# [Examples of point labeling]
* * *

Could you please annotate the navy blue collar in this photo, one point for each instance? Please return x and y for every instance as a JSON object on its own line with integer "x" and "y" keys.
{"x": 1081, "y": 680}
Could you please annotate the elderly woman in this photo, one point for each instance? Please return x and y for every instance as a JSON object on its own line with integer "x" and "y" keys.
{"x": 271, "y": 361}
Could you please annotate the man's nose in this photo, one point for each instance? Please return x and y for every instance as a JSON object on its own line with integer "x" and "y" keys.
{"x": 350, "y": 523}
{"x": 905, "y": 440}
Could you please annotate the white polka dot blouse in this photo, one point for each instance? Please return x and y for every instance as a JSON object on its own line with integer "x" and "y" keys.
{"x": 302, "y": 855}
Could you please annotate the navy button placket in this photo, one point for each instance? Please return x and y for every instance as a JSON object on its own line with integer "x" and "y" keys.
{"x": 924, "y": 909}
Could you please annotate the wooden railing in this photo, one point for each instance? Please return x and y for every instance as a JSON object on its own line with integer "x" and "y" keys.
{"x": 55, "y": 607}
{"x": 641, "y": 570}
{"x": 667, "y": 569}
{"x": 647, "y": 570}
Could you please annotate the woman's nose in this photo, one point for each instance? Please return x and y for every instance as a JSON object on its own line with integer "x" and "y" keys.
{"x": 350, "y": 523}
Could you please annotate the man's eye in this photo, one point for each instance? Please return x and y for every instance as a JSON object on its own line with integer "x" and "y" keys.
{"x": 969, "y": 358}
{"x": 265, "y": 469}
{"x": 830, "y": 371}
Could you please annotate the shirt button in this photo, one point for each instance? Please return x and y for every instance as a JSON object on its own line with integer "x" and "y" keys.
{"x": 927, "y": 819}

* * *

Rewrite every line in the stretch from the line containing "Could you please annotate the man's eye" through the end of the rows, including the requests, and scale each x and y coordinate in the answers by 1.7, rounding to whole numbers with halves rounded up.

# [SOLUTION FOR THIS EXERCISE]
Could you please annotate the man's eye in this photo, one point for each instance? Please return x and y for every instance as a JSON object on its own line with integer "x" and "y" keys.
{"x": 1647, "y": 609}
{"x": 451, "y": 797}
{"x": 1411, "y": 631}
Could you please annotate the shirt button in this photo, one point for each instance? Please return x and y for every instance as a JSON object on its own line with integer "x" and "y" keys.
{"x": 1576, "y": 1392}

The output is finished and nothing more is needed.